Task statement:
Reproduce the data below word for word, leaving out the pictures.

begin Records for this task

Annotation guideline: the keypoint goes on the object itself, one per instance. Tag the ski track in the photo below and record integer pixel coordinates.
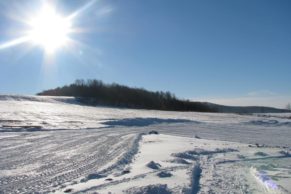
(75, 141)
(56, 159)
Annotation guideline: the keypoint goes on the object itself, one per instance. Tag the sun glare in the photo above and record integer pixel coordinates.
(49, 30)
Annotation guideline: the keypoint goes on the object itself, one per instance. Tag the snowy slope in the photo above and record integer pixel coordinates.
(56, 145)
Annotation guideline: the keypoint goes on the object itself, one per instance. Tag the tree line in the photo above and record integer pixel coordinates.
(95, 92)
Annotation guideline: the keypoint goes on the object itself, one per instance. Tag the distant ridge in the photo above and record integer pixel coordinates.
(245, 109)
(95, 92)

end Records for this task

Output for this task:
Annotation guideline: the keypoint goes on the object itself, one per instance. Tag the ski track in the photo below and record integer pixel coordinates.
(75, 141)
(56, 159)
Annotation guideline: the keypoint goes on the object itself, one per instance. Tag the sun glare in the photo above and record integer pixel coordinates.
(49, 30)
Annotation guideline: the keypoint goes on the object itself, one per instance. Tag the snowy slope in the photo above and record integer pixel coordinates.
(56, 145)
Annotation guideline: the keypoint goes on the object itself, one per instance. Tag the tree line in the photo above and record integer pixel coordinates.
(95, 92)
Annotation guideline: the keypoint goes on the object itself, one per instance. Tag the distant ridge in the photo above and record integer pixel coordinates.
(245, 109)
(95, 92)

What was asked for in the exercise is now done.